# EXERCISE INPUTS
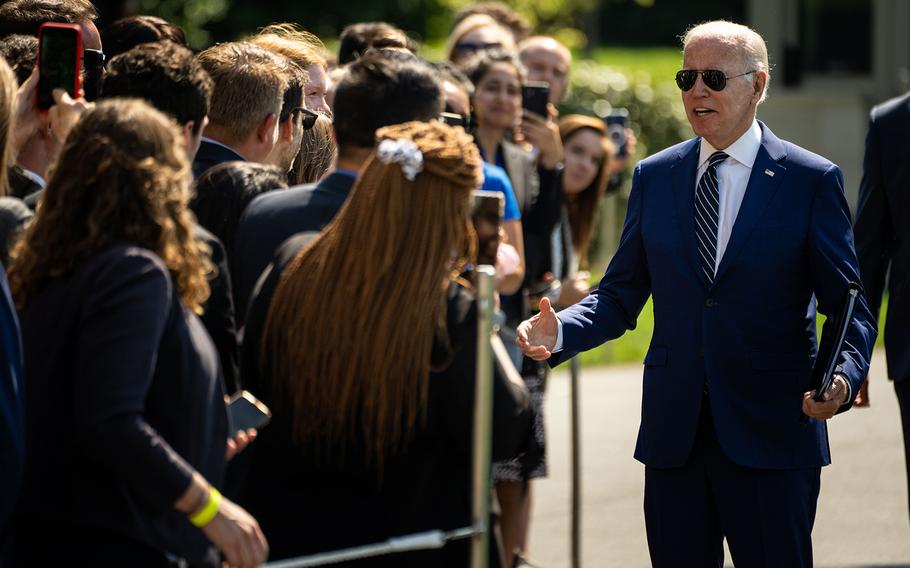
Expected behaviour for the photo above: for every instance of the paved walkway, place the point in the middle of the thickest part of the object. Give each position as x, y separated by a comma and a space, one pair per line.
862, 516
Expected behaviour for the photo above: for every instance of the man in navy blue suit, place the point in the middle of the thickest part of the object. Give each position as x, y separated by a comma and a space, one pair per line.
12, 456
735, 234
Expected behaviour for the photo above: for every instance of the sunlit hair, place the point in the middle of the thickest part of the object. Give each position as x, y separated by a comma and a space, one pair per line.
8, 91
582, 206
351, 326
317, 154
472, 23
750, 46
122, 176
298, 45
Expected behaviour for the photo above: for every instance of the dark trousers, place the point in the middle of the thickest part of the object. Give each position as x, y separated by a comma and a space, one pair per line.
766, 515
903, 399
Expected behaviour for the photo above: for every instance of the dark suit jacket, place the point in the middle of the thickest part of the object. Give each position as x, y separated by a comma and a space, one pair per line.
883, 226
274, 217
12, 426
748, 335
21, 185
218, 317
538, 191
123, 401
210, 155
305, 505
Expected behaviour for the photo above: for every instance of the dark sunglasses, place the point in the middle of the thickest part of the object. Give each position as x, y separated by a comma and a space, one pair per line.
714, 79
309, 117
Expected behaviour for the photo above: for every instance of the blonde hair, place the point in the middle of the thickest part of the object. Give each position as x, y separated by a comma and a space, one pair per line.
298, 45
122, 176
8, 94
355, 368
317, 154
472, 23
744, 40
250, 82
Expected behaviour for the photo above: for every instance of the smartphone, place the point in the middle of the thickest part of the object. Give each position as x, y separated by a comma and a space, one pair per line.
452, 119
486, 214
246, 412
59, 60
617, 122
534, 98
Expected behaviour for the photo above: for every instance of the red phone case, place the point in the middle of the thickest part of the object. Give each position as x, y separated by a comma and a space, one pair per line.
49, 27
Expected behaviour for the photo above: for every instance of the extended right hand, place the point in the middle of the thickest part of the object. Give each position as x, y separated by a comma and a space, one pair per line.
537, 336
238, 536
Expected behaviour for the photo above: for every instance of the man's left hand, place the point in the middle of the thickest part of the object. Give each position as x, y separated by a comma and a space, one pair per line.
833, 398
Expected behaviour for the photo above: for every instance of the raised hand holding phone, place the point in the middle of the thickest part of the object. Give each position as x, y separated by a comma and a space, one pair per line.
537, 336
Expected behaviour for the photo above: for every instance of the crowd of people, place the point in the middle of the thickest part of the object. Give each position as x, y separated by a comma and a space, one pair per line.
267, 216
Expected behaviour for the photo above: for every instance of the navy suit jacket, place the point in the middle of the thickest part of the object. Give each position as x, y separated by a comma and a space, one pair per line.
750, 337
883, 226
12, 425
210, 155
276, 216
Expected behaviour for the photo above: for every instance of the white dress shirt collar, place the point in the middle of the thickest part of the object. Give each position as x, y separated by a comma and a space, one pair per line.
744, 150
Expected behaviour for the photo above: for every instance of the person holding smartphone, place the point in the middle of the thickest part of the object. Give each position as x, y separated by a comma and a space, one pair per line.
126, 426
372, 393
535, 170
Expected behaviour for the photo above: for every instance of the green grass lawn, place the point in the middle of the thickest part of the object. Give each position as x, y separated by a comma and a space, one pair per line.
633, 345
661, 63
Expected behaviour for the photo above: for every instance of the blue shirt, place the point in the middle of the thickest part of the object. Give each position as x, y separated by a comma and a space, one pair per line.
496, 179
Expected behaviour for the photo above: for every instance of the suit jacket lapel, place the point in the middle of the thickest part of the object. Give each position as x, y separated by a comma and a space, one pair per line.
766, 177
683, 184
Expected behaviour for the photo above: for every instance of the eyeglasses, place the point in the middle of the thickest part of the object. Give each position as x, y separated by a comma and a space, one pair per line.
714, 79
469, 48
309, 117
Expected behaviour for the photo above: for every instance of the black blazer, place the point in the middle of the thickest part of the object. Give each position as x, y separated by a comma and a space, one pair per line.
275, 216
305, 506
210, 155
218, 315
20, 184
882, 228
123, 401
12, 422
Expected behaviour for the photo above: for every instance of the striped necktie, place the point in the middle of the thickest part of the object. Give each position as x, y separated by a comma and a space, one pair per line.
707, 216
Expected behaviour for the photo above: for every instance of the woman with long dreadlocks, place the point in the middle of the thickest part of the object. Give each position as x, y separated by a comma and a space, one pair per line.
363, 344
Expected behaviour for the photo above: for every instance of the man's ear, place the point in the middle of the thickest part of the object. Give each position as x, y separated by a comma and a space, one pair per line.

# TO DO
Repeat only the stretch of lines that begins at the line containing "of the woman" and ends at the last line above, both included.

# THE RESULT
Expected behaviour for the photo above: for every instance of the woman with long dreadlocks, place the point in the middle of the thickest part of the object. Give each position as x, y separated by a comma and a space, one pair per line.
363, 344
Expected behaviour for the photo above: for every instance of the man's ear, place the point in the middle of the thickest part of the object. Give each position as x, y separated by a comma and a space, one pair per line.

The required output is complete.